===== Passage provided =====

The tsunami of emotional reaction can create so much collateral damage ... well, it takes courage to slow down, take a look and see what's what... careful courage since those in the business of perpetrating horrors often count on the fact that serious people will be too slow to put a stop to their depredations ... and the perpetrators will walk away and never be called to account.

Take the case of Trayvon Martin, a black 17-year-old male shot to death by George Zimmerman, 28, in Sanford, Fla. on Feb. 26. The case -- which black people recognize as far from unusual in American culture -- has aroused a hue and cry. After the shooting, Zimmerman and the weapon he used to shoot Martin with walked scot-free away from the scene. Though remorseful, Zimmerman is apparently claiming he shot the hooded teenager under the Stand Your Ground law in force in Florida ... a law that allows deadly force when individuals feel themselves to be in imminent danger.

The death of a young person arouses a terrible sense of injustice and outrage and sorrow. "Death" is selectively chosen as something to avoid and protect against in a lot of cultures. Death forms a bond of horror. I don't want to die, you don't want to die, he, she or it does not want to die. To deliberately rain down death is -- selectively -- a very upsetting thing on which 'we' can all agree pretty much. So there is currently a welling up of despair and horror and anger about the shooting death of Trayvon Martin. Viscerally, the situation speaks to an understanding that racism is not dead in America. Viscerally, it speaks to the horror of -- selectively -- death.

Me too. I get sick to death of namby-pamby excuses that allow one person to kill another because they imagine they are 'right.' I won't deny my own tsunami -- fuck the excuses and explanations! hang the perpetrators!

=====

Exercise 1:
Display every line of the records below that contains the word "olympic".

===== The records =====

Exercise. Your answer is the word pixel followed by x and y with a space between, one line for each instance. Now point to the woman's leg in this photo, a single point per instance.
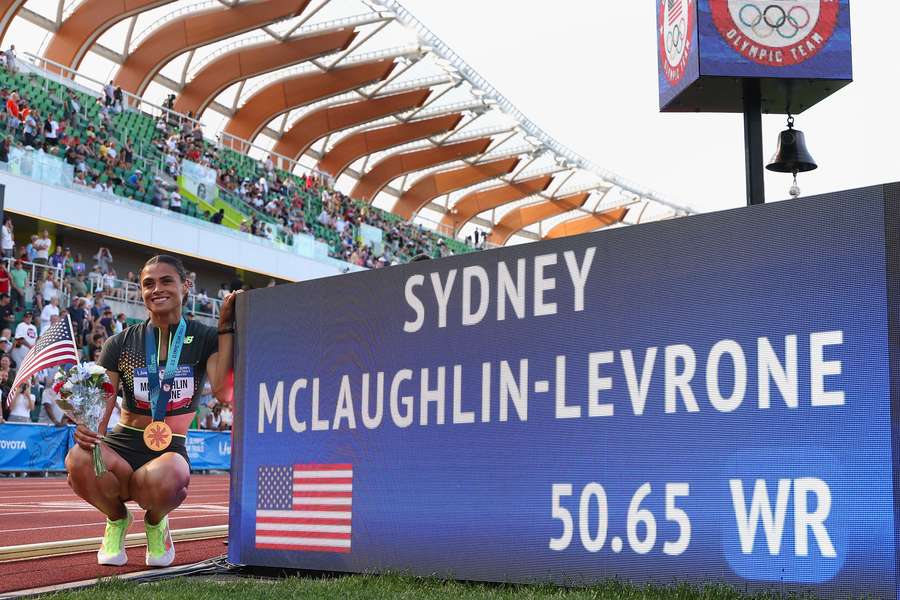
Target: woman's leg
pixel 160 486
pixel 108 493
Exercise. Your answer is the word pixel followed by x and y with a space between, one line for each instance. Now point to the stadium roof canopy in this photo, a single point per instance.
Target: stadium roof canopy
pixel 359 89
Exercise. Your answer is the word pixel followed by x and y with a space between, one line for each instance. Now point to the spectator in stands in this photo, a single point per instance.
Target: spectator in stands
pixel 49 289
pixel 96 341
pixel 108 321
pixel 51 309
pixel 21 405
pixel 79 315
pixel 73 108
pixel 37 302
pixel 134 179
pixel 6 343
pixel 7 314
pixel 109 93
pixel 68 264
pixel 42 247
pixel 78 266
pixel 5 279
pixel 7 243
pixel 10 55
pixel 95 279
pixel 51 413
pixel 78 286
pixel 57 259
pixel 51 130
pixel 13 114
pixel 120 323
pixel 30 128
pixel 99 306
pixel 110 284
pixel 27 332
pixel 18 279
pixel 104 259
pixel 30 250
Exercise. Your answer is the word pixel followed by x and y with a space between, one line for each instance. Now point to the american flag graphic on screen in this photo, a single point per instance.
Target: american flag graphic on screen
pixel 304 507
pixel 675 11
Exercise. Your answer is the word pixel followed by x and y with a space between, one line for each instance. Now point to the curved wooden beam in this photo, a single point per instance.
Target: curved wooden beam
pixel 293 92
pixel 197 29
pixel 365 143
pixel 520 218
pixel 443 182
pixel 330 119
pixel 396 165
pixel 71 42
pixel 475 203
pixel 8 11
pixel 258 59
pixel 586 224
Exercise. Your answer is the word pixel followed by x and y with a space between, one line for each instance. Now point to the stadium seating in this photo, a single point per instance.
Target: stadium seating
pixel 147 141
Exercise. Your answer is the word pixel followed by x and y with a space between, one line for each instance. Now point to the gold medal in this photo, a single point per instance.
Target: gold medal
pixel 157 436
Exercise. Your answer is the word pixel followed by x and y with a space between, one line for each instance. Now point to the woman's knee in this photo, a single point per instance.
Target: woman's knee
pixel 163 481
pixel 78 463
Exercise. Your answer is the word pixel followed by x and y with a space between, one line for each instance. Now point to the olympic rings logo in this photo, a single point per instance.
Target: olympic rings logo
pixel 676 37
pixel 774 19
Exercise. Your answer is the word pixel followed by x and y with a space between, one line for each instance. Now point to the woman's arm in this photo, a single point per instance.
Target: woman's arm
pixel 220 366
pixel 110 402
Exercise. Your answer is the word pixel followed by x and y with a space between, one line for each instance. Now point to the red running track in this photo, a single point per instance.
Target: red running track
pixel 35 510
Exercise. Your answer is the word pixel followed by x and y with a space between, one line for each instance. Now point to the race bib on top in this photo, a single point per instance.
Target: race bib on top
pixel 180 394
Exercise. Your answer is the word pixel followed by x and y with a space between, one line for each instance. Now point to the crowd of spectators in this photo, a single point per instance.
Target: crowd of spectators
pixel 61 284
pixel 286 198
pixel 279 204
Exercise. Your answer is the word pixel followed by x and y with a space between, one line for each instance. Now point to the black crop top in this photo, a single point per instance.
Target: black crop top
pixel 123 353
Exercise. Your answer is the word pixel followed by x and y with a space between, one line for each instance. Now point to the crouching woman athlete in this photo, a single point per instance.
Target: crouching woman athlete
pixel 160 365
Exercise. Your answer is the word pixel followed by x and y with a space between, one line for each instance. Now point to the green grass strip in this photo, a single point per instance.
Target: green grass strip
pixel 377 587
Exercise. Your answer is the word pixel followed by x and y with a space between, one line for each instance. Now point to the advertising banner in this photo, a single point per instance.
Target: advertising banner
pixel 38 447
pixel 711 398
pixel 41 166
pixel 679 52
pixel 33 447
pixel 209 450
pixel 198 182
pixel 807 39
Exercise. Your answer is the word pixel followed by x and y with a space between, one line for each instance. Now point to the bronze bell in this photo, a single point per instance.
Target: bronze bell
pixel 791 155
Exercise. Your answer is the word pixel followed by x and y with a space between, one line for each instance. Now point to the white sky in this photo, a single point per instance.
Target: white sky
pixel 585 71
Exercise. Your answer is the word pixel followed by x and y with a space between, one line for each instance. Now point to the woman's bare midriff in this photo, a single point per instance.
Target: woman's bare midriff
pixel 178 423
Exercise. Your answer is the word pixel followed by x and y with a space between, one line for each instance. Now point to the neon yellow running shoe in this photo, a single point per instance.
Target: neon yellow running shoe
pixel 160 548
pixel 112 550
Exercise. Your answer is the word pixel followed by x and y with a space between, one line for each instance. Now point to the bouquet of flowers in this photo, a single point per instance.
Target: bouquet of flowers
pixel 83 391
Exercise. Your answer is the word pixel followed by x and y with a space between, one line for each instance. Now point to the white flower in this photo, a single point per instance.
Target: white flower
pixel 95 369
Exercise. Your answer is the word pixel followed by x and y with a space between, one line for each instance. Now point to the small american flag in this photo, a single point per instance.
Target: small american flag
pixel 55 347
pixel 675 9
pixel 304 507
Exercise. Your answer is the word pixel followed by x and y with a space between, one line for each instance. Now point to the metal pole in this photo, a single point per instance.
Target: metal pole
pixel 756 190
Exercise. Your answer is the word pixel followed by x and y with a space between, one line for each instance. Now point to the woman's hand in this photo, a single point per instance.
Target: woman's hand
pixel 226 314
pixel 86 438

=====

Exercise 2:
According to the passage, under what Florida law is Zimmerman apparently claiming he shot Trayvon Martin?

Final answer 1:
Exercise. Your answer is the word pixel followed by x and y with a space between, one line for each instance. Now point to the olympic rings logo in this photo, a single point per instance.
Target: olympic rings logo

Final answer 2:
The Stand Your Ground law